- WHAT THE TASK REQUIRES -
Your answer should consist of all lines in the listing that hold the word "come".

- GIVEN RECORDS -
┄┄┄┄┄┄┄┄┄┄

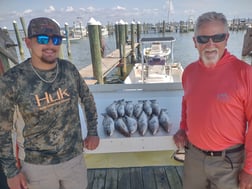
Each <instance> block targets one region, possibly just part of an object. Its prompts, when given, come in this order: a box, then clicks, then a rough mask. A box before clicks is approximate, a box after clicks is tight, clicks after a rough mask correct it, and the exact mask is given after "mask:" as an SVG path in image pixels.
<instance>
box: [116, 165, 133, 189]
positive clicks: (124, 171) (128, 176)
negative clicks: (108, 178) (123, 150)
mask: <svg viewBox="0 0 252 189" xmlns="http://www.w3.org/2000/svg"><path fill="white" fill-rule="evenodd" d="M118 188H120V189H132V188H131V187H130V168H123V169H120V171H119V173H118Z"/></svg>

┄┄┄┄┄┄┄┄┄┄

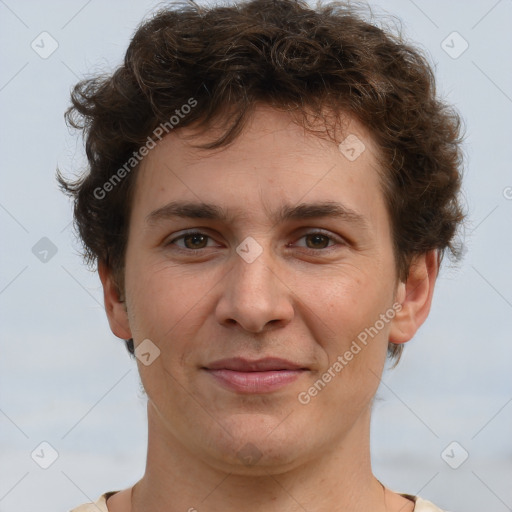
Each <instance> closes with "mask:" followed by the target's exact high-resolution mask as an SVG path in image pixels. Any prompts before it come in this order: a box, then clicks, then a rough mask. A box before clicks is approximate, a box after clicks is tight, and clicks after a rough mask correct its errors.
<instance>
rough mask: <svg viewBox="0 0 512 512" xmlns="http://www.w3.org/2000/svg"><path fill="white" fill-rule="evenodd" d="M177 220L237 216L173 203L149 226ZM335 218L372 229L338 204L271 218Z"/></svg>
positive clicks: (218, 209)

┄┄┄┄┄┄┄┄┄┄

- WRITTEN ANSWER -
Each <instance> block targets one region, possibly just part of an object. Its prompts, when given, come in this order: a box, then clicks, then a rough mask. A box before clicks is approximate, a box after clicks is tight, clicks after a rough mask correct it, and the exact mask is given after "mask:" as an SVG path in image pixels.
Each <instance> closes with "mask:" followed by the target's exact high-resolution mask as an SVG path in image pixels. Any prompts before it come in this order: a box, then clicks, then a rough mask. A box before clicks is approximate, a box after clicks is tight, and clicks after a rough mask correct its errors.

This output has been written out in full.